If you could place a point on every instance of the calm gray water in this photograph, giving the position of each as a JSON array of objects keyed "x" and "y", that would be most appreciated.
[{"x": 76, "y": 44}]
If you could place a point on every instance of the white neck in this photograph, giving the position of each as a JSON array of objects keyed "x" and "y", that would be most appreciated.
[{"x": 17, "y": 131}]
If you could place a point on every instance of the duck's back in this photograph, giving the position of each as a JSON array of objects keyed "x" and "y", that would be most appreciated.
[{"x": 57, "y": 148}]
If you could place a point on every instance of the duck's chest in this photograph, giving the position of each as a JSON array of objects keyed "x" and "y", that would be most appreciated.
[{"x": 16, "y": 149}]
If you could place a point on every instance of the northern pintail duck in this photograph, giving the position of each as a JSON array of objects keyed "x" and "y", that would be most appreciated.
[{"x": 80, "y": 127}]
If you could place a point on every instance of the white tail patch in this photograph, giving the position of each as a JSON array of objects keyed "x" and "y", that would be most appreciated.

---

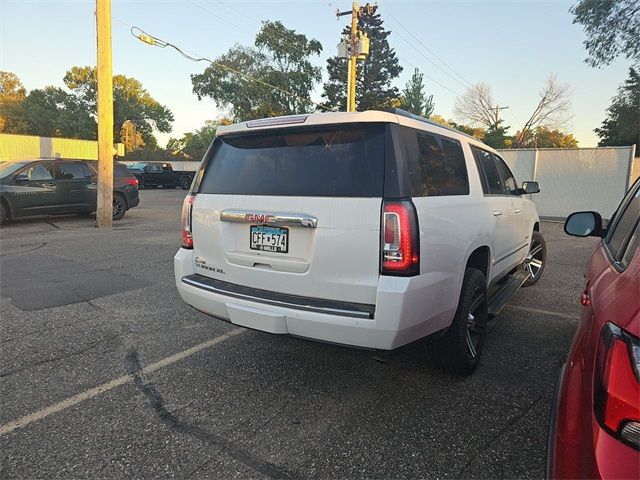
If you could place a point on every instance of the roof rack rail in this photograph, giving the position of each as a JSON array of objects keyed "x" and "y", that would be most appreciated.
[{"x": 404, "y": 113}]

...

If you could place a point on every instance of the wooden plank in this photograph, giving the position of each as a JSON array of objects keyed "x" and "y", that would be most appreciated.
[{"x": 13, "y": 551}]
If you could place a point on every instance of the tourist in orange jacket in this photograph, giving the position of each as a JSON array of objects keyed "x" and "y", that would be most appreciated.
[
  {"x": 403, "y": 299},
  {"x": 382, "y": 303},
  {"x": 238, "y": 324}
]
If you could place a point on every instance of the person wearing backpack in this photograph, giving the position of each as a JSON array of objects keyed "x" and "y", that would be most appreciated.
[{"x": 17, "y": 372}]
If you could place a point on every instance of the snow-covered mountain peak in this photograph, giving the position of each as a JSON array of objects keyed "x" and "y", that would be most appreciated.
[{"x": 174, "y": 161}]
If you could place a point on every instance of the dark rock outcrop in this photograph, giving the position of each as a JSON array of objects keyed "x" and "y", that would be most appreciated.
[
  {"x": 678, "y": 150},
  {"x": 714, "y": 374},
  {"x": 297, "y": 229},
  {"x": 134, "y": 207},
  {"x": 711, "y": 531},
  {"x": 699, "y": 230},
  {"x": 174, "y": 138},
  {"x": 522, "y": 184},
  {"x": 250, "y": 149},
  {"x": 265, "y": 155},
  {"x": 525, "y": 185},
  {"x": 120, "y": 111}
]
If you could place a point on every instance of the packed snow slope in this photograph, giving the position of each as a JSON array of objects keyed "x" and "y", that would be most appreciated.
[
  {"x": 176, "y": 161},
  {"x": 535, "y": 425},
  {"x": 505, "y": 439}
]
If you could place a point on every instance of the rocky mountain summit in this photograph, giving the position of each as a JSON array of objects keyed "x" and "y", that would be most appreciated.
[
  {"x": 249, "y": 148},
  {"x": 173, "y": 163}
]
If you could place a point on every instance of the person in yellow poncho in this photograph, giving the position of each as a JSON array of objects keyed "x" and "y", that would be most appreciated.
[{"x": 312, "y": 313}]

*Direction:*
Please locate every row above that contains the string "snow" and copy each of those rows in full.

*Completed task:*
If you could place a point on every instance of the snow-covered mountain peak in this photograph, giving the position of each as a JSON array of objects keyed "x" and "y", that would be most appreciated.
If you could place a point on every instance of the packed snow slope in this photograph, giving the position of each as a JSON array of objects keyed "x" and "y", that would be most appreciated.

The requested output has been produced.